(Task input)
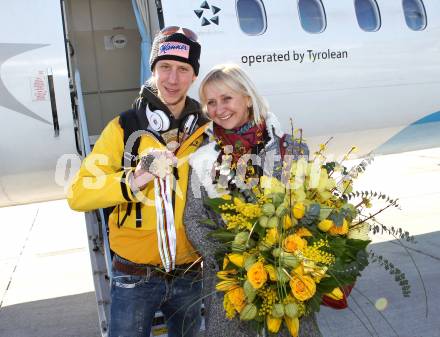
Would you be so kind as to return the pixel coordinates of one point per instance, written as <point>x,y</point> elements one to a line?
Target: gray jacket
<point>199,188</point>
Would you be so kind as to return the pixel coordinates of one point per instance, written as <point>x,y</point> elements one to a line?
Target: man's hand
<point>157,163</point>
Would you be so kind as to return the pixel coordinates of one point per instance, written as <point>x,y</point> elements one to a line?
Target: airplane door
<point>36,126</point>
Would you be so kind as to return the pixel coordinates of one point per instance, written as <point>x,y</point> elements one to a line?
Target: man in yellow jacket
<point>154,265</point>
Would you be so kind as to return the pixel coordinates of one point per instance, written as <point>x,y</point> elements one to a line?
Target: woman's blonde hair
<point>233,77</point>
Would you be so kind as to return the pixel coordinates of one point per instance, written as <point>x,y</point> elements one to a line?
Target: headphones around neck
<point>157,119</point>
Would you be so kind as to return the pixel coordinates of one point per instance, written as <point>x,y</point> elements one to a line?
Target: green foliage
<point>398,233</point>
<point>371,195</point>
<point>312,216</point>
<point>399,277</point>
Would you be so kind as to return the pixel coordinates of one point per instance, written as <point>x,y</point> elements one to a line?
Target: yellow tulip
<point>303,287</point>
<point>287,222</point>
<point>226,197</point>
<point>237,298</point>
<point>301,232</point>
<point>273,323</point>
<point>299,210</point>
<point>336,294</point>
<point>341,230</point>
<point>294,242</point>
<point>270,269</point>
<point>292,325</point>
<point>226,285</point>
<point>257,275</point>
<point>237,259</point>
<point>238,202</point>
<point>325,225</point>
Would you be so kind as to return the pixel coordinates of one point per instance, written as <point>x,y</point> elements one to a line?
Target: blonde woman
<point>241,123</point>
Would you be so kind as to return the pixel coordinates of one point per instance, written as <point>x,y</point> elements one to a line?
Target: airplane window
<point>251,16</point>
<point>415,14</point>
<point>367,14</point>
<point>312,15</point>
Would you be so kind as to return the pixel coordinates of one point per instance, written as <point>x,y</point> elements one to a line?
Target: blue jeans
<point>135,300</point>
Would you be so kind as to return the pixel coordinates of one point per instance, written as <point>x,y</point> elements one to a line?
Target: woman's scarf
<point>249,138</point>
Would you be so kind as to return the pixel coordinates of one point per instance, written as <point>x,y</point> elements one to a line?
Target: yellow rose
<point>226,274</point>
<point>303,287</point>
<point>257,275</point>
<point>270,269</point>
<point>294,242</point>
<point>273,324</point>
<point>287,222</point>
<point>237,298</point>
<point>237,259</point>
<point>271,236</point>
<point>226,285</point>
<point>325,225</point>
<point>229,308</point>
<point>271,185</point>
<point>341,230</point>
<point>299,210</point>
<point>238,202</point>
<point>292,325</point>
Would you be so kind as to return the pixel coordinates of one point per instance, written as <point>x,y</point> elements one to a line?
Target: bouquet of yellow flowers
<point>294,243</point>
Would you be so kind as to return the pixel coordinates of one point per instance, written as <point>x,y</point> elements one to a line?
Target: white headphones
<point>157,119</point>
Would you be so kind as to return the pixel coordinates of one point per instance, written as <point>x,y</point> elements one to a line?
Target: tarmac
==
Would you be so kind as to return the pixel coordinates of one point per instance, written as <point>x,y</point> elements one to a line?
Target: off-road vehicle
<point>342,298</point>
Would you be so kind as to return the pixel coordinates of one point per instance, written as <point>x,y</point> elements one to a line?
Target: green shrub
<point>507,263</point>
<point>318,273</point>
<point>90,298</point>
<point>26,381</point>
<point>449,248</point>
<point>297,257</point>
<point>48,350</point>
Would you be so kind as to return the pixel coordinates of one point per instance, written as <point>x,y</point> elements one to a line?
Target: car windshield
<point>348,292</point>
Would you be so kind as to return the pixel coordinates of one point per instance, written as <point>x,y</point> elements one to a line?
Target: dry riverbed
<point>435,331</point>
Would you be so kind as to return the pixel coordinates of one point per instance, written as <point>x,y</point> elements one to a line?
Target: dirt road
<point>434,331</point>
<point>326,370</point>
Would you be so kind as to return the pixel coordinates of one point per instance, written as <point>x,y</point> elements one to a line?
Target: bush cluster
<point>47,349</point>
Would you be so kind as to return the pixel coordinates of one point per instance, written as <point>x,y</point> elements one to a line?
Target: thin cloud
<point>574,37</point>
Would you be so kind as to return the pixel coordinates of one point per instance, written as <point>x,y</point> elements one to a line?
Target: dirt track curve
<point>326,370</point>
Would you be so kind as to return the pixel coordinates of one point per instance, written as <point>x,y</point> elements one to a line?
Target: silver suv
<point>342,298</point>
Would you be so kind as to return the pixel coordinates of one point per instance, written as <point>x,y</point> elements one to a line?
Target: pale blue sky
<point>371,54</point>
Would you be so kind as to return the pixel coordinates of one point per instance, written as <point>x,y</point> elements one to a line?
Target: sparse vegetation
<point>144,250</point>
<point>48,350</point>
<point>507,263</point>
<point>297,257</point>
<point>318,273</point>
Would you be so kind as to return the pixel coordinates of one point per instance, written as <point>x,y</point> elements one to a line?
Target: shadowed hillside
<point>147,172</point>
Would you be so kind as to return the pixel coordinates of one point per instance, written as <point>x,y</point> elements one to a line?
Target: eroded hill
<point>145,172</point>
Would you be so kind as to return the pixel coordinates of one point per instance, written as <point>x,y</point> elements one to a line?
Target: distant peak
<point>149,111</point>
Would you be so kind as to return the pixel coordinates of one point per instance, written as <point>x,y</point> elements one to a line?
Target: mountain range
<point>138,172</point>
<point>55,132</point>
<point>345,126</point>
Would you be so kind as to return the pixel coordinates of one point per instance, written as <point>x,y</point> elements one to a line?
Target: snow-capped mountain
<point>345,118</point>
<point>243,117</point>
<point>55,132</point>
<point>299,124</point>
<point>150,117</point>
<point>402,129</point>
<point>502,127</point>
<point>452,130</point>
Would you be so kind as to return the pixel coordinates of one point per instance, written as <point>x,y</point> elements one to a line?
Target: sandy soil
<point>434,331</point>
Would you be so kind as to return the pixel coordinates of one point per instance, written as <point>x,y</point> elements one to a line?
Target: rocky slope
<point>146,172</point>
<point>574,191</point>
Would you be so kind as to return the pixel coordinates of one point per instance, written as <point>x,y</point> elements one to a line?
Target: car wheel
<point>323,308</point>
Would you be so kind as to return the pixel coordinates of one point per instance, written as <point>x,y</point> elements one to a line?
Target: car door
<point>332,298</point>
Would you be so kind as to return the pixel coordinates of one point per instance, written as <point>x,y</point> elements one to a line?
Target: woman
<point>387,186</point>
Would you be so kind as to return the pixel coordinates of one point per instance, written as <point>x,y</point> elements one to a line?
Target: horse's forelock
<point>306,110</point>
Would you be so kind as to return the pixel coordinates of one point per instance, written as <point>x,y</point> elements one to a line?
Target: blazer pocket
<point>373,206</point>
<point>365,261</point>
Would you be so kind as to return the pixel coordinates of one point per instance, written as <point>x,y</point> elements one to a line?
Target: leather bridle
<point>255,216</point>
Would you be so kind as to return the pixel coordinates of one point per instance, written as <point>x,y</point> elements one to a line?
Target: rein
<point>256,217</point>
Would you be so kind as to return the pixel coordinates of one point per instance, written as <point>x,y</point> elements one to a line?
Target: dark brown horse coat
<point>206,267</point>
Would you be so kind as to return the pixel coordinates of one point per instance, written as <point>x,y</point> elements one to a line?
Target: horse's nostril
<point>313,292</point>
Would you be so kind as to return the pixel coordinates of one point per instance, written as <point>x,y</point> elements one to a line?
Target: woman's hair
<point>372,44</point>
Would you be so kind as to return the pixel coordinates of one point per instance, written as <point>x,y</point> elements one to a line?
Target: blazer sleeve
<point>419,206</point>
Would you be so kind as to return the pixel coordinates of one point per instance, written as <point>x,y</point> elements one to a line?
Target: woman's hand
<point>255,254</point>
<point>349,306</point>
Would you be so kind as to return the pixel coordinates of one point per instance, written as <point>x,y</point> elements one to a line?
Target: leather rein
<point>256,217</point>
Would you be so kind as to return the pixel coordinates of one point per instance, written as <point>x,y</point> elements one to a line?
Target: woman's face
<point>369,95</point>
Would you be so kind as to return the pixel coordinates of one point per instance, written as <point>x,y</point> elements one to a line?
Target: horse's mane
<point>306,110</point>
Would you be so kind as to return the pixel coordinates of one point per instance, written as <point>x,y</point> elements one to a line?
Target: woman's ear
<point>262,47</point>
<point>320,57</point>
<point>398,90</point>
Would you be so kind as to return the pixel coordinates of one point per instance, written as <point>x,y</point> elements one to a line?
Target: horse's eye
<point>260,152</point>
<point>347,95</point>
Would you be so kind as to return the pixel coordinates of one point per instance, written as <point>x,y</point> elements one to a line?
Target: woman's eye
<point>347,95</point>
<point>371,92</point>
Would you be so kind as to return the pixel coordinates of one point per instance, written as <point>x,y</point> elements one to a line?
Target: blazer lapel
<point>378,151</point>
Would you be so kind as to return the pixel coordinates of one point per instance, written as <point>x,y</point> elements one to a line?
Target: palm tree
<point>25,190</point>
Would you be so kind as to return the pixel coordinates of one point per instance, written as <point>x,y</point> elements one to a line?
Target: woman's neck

(Instructions for the task) Please give back exactly the lines of this listing beginning at the line with "Target: woman's face" and ending with the line with "Target: woman's neck", both included, and nothing else.

(Task solution)
Target: woman's face
<point>369,95</point>
Would you be so kind as to return the pixel coordinates of one point per instance, written as <point>x,y</point> elements one to a line?
Target: horse's mane
<point>306,110</point>
Would you be so kind as to return the pixel coordinates of one point per instance, written as <point>x,y</point> elements one to a line?
Target: woman's ear
<point>262,47</point>
<point>320,57</point>
<point>398,90</point>
Would you be so kind as to return the pixel coordinates of one point per instance, written as <point>x,y</point> elements one to a line?
Target: horse's eye
<point>260,152</point>
<point>347,95</point>
Would you be so kind as to return the pixel coordinates of one point per instance, written as <point>x,y</point> elements one to a line?
Target: woman's eye
<point>347,95</point>
<point>371,92</point>
Would you be so kind as to return the pixel coordinates of one point per instance, written as <point>x,y</point> elements one to a line?
Target: blazer lapel
<point>378,151</point>
Would you be so kind as to return the pixel coordinates of one point per instance, written as <point>x,y</point> elements one to a line?
Target: palm tree
<point>25,190</point>
Would you be so kind as to return the pixel coordinates of one point per instance, written as <point>x,y</point> elements one to a line?
Target: woman's neck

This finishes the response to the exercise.